TEXT SEGMENT

Trash Hauler in O.C. Found Guilty
A former executive of a family-run trash-hauling and recycling business in Orange was convicted Wednesday of bilking the city of $4.3 million in phony billings, creating a scandal that rocked the town when it surfaced eight years ago.
Jeffrey Hambarian, 50, faces up to 20 years in prison and $14 million in fines when he is sentenced Sept. 16.
The conviction marked “a significant milestone ... a significant day for the citizens of Orange,” said Mayor Mark A. Murphy, the only member of the City Council who was in office during the scandal.
Hambarian sat by his attorney, Mark Geragos, and shook his head several times but showed no emotion as the verdicts were read before Superior Court Judge Frank F. Fasel.
Hambarian was convicted of 47 felony counts including grand theft, fraud, money laundering and filing false state income tax returns. The jury, which deliberated for 11 days, deadlocked on eight other felony counts that alleged he had defrauded the city.
Hambarian victimized the city and his father’s trash hauling firm with a scheme that urged vendors to inflate bills so he could reap kickbacks, said Orange County Deputy Dist. Atty. Ron Cafferty.
Hambarian also had the trash hauling company buy equipment such as tires and other truck products, which he later sold so he could pocket the proceeds, the prosecutor said.
Fasel ordered bailiffs to immediately take Hambarian to county jail.
After the verdict, Geragos, whose high-profile clients have included Michael Jackson and Scott Peterson, said Hambarian “was obviously upset” with the verdicts that culminated the four-month trial.
Based on numerous juror questions last week, “it didn’t bode well,” said Geragos. He said the convictions would be appealed.
Cafferty said the verdict “ensures that Mr. Hambarian will finally be held accountable for his illegal acts while also recognizing the loss to the residents and taxpayers.”
He said the eight charges that deadlocked jurors didn’t have a large bearing on the case.
Jurors declined comment, except for one who, getting on an elevator, said, “Justice was served.”

REQUEST A
In the news article about the Orange trash-hauling executive's conviction, how many days did the jury deliberate?
REQUEST B
Carry the news article about the Orange trash-hauling executive's conviction forward from its final sentence.

DATASET CONTENT

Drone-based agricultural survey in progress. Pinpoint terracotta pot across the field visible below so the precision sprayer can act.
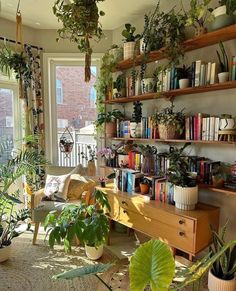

WRITTEN REPLY A
The jury deliberated for 11 days.

WRITTEN REPLY B
Hambarian, who headed the recycling part of the trash company that his father began in 1954, was initially charged with 57 counts of embezzlement and money laundering. But before deliberations began, Fasel dismissed two of them.
Jurors concluded that Hambarian used kickback schemes and padded invoices to siphon $4.3 million from city coffers over more than a decade.
In one scheme, for instance, Hambarian would instruct a tire seller to send him a fake invoice for truck parts. If the seller was reluctant, Hambarian would threaten to take away the trash company’s legitimate -- and lucrative -- business with him.
Hambarian would pay the phony invoice, and the city would reimburse his company in accordance with the contract. In the meantime, the tire vendor would cash Hambarian’s check, then kick back some or all of it.
For years, unaware of anything amiss, the city paid the recycler’s bogus bills ranging from $40 for tires to more than $300,000 for truck upgrades.
The accusations surfaced several years ago after an accountant for the Hambarians’ company, Orange Disposal Services, alerted the city about discrepancies in the annual audit. Hambarian was arrested in December 1998, and the trial was delayed for years in part because Hambarian’s lawyer had to tend to clients including Jackson, and Peterson, who was convicted of killing his wife and unborn child.
After city officials announced that police and prosecutors were investigating Hambarian, residents started questioning their leaders about how such fraud could have continued for so long. Some citizens tried to recall the mayor. The City Council fired Police Chief John Robertson after he started investigating the leak of sensitive internal documents to reporters.
The scandal occurred after other embarrassing financial news for the city. Orange had lost $7 million in 1991 after it invested in a Ponzi scheme. When the county’s investment pool collapsed in 1994, Orange lost $5.6 million.
The end of the criminal proceedings against Hambarian means that the city can now launch civil proceedings against him to try to recoup the lost money.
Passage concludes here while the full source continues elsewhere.